Complete the following:
[A] Answer these questions from the festival film guest text.
(i) Who will present Inu-Oh?
(ii) Before what does the farmer in Commitment Hasan set about clearing his slate?
(iii) In which strand will Queens of Qing Dynasty be presented?
[B] Write out the festival film guest text between "Canadian director Ashley" and "in Virtual Reality.", inclusive.

Selected excerpt:
_____

New Zealand Aotearoa filmmaker Michelle Savill will present her Berlin and SXSW favourite Millie Lies Low, a thoughtful exploration of impostor syndrome and the ways anxiety can distort decision making.

Turkish filmmaker and SFF Official Competition Jury Member Semih Kaplanoğlu will present his Un Certain Regard-nominated morality fable Commitment Hasan, the story of a farmer who sets about clearing his slate before his pilgrimage to Mecca.

Indian director Karan Gour and cast members Mukul Chadda and Annukampa Harsh will present the magical realist drama Fairy Folk, telling the story of a genderless woodland creature that crashes into the lives of a jaded couple.

Korean director Shin Su-Won will attend to present her tantalising mystery Hommage starring Lee Jeong-eun (Parasite, SFF 2019).

Japanese folklore-glam-rock-musical-anime epic Inu-Oh will be presented by its director, Masaaki Yuasa.

Bangladeshi filmmaker and Official Competition Jury member Mostafa Sarwar Farooki (Television, SFF 2013; Saturday Afternoon, SFF 2019) and actor Megan Mitchell will attend to present their film No Land’s Man, the story of a South Asian man fleeing persecution who meets an Australian woman in New York.

Canadian director Ashley McKenzie will present her film in the Flux: Art+Film strand, Queens of Qing Dynasty, a story of magnetic attraction and unlikely kinship between a neurodivergent teen and a queer student from Shanghai.

International film guests introducing their documentaries include UK director, producer, writer and cinematographer Joe Hunting, who will present his Sundance and CPH:DOX selected film We Met in Virtual Reality.

_____

Source material:
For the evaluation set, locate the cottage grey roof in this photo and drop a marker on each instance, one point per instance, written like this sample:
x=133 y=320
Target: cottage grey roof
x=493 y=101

_____

Answers to the tasks:
[A]
(i) Its director, Masaaki Yuasa.
(ii) His pilgrimage to Mecca.
(iii) The Flux: Art+Film strand.

[B]
Canadian director Ashley McKenzie will present her film in the Flux: Art+Film strand, Queens of Qing Dynasty, a story of magnetic attraction and unlikely kinship between a neurodivergent teen and a queer student from Shanghai.

International film guests introducing their documentaries include UK director, producer, writer and cinematographer Joe Hunting, who will present his Sundance and CPH:DOX selected film We Met in Virtual Reality.